INFORMATION SUPPLIED:
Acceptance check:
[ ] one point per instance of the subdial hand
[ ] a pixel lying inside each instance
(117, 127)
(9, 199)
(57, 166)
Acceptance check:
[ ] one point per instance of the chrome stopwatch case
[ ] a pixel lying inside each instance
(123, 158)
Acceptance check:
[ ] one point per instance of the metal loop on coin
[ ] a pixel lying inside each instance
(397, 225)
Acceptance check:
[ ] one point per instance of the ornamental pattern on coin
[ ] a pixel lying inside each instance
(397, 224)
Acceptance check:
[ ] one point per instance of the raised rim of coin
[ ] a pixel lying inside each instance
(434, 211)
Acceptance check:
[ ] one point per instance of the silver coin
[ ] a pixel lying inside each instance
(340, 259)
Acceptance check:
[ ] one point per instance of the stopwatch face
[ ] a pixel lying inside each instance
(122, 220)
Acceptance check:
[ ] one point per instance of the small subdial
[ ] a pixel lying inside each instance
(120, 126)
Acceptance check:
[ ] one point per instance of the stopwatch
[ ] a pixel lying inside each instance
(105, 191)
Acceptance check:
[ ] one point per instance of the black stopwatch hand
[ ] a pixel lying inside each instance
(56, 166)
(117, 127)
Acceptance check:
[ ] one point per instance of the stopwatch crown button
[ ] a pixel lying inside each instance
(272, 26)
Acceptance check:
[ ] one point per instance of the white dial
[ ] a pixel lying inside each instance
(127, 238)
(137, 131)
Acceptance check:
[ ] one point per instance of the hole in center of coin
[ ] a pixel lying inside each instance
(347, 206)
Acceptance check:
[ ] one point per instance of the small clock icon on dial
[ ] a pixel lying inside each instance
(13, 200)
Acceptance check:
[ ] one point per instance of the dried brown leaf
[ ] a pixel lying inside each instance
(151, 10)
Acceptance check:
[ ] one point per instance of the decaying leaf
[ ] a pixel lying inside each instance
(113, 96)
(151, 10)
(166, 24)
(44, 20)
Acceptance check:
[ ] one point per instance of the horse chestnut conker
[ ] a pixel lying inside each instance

ASSIGNMENT:
Reply with one number, the count of lines in the preceding listing that hold the string "leaf".

WRITTEN RESPONSE:
2